> _Work to do_: Substitute "point finder" for each "locator" in the items below, leaving every other word as it is.

> _Provided information_:
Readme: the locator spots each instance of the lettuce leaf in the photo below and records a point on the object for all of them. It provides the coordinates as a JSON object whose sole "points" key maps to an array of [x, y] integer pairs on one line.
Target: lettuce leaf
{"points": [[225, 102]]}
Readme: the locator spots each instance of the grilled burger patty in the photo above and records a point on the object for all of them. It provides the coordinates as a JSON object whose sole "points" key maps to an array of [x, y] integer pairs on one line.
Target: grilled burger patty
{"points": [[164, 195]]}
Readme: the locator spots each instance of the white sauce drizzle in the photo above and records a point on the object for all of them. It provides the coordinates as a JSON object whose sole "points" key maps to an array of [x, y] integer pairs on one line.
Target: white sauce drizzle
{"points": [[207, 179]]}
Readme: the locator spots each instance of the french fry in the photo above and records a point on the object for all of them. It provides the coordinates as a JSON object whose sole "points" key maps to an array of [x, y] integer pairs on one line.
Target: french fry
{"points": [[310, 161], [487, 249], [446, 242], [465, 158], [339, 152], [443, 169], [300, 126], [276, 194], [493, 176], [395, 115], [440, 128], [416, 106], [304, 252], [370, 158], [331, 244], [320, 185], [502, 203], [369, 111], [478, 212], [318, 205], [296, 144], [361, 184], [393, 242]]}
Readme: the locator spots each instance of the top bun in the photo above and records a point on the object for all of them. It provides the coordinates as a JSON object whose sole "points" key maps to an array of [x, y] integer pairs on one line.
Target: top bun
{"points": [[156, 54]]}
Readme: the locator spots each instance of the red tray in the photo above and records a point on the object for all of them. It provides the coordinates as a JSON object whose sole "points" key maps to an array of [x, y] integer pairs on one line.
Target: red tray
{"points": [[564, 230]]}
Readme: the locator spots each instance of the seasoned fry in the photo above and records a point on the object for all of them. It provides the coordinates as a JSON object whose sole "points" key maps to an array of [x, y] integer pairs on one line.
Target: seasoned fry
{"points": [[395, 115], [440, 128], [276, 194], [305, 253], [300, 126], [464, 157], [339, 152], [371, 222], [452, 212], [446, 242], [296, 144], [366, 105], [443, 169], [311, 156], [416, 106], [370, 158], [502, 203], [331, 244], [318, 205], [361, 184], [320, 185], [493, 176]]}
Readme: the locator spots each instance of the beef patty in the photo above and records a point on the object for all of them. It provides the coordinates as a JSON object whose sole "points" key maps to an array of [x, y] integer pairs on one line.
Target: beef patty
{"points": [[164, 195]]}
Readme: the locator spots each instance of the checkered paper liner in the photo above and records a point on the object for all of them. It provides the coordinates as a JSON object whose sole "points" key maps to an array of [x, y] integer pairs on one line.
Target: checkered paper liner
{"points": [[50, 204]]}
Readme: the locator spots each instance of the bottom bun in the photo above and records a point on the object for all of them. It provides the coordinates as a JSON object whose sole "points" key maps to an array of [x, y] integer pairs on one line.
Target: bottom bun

> _The completed task_:
Readme: the point finder spots each instance of the lettuce leaf in the photo below and records a point on the object for all of them. It provides the coordinates as a JSON object whose sole "points" key maps to an array of [x, y] integer pairs on one line.
Target: lettuce leaf
{"points": [[225, 102]]}
Readme: the point finder spots each instance of the grilled burger patty in the photo above and records a point on the object for all of them. It provides the coordinates as a JSON object whose sole "points" key maps to an array of [x, y] integer pairs on one line.
Target: grilled burger patty
{"points": [[164, 195]]}
Readme: the point finder spots each instance of the white sauce drizzle in the photo above and records a point on the object for all of them. It provides the coordinates as a JSON object whose sole "points" key maps to an array of [x, y] integer pairs on one line.
Target: white sauce drizzle
{"points": [[207, 179]]}
Readme: the point finder spots each instance of the french fry in the photo above and records a point on the object for all of them. It provides the coordinates as a JSON object whose sole "points" key maps to an array of [x, y] integer pairs on one line.
Target: french fry
{"points": [[310, 161], [487, 249], [446, 242], [465, 158], [339, 152], [443, 169], [300, 126], [276, 194], [493, 176], [395, 115], [440, 128], [416, 106], [304, 252], [370, 158], [331, 244], [320, 185], [502, 203], [369, 111], [478, 212], [318, 205], [296, 144], [361, 184], [393, 242]]}
Readme: the point finder spots each instance of the top bun in the photo above and records a point on the object for all of them. It provides the coordinates as a JSON object whose sole "points" key maps to an array of [x, y] integer pairs on one line.
Target: top bun
{"points": [[156, 54]]}
Readme: the point finder spots each instance of the red tray in the photo above and records a point on the object for all of them. It provides the coordinates as a JSON object whose sole "points" key maps to an array of [x, y] integer pairs on one line.
Target: red tray
{"points": [[564, 230]]}
Readme: the point finder spots each instance of the seasoned fry in the photo above and records a point on the object for all of them. It provides the coordinates as a JSON object whose sole "points" key maps to an array of [x, y] integer pairs on one line.
Target: seasoned fry
{"points": [[395, 115], [440, 128], [276, 194], [305, 253], [300, 126], [464, 157], [339, 152], [371, 222], [452, 212], [446, 242], [296, 144], [366, 105], [443, 169], [311, 156], [416, 106], [370, 158], [502, 203], [331, 244], [318, 205], [361, 184], [320, 185], [493, 176]]}
Readme: the point finder spots each instance of the beef patty in the photo above and records a point on the object for all of them. It provides the coordinates as a JSON object whose sole "points" key maps to an array of [x, y] integer pairs on one line.
Target: beef patty
{"points": [[164, 195]]}
Readme: the point finder spots each instance of the checkered paper liner in the photo above and records a point on the object for all of them. It provides the coordinates as a JSON object whose sole "points" key maps to an array of [x, y] integer pairs on one line.
Target: checkered paper liner
{"points": [[50, 204]]}
Readme: the point finder spots each instance of the bottom bun in the photo above and records a point on the object for all of them. It provides the coordinates as a JSON object whose sole "points" key maps to an array of [x, y] integer pairs on one line.
Target: bottom bun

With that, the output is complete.